__Exercise description__.
After locating the line with "Target: small plant" in the data that follows, return it and every later line exactly, up to and including the line with "drop one pin per instance, shaped like <point>422,36</point>.".

__Working data__.
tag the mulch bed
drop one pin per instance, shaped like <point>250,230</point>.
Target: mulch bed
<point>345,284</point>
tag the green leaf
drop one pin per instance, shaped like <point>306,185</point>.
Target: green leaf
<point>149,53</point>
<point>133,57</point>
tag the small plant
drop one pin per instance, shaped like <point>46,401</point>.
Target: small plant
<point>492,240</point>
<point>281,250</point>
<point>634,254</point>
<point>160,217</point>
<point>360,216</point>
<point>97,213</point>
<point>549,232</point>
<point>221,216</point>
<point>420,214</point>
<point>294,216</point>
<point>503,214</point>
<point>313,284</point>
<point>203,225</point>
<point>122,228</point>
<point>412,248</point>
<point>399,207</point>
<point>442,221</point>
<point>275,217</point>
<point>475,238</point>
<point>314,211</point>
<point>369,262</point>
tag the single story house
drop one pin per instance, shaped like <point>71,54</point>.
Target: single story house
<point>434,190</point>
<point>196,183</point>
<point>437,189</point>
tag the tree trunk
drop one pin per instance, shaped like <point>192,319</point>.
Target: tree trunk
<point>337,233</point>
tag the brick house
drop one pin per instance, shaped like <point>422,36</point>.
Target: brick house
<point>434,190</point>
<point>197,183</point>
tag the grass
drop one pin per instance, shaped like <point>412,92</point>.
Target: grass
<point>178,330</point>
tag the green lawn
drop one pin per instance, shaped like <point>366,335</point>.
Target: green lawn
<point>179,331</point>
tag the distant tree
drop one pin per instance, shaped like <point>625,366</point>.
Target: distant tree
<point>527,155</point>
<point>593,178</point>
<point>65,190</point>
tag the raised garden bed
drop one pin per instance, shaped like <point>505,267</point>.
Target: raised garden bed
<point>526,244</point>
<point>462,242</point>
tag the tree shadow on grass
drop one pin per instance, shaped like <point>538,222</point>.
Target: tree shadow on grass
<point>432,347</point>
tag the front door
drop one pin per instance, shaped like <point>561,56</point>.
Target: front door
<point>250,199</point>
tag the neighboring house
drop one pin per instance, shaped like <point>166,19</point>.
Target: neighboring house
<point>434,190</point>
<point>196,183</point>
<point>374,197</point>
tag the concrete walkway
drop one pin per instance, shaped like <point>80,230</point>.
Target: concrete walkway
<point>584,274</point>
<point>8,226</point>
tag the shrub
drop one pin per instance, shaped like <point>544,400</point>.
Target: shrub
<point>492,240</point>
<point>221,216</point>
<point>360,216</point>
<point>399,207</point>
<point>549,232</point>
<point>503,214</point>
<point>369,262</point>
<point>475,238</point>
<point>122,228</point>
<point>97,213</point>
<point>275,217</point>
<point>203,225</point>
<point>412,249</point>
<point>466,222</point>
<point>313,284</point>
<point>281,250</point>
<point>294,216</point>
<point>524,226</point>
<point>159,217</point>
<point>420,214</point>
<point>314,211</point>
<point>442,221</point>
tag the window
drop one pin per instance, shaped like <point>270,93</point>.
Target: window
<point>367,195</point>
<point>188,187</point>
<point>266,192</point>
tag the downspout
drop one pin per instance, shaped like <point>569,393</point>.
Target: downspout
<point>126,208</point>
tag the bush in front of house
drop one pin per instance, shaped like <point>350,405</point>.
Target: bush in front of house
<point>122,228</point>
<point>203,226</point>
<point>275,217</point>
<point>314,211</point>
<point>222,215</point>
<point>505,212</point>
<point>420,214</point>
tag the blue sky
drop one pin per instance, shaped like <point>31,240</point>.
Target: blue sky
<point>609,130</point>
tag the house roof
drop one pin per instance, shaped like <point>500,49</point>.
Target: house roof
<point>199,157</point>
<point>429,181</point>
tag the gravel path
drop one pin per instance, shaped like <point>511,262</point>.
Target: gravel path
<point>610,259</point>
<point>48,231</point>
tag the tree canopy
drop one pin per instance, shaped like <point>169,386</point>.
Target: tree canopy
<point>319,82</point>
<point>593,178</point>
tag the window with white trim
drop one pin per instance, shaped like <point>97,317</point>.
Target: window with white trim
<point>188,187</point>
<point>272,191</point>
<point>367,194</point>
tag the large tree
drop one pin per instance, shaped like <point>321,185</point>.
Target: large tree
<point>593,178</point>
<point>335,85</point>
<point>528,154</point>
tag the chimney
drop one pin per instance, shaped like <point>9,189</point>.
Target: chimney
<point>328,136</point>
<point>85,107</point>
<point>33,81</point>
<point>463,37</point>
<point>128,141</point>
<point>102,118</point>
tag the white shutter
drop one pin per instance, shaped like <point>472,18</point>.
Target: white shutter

__Solution to the exercise__.
Target: small plant
<point>492,240</point>
<point>281,250</point>
<point>634,254</point>
<point>160,217</point>
<point>360,216</point>
<point>97,213</point>
<point>549,232</point>
<point>221,216</point>
<point>420,214</point>
<point>294,216</point>
<point>503,214</point>
<point>313,284</point>
<point>203,225</point>
<point>122,228</point>
<point>412,248</point>
<point>399,207</point>
<point>442,221</point>
<point>275,217</point>
<point>475,238</point>
<point>314,211</point>
<point>369,262</point>
tag the single story house
drop one pin per instance, shaped like <point>71,54</point>.
Target: single story house
<point>434,190</point>
<point>196,183</point>
<point>437,189</point>
tag the tree trunk
drop one pin per instance, shaped like <point>192,319</point>.
Target: tree trunk
<point>337,233</point>
tag the brick house
drop one pin per instance, shaped like <point>422,36</point>.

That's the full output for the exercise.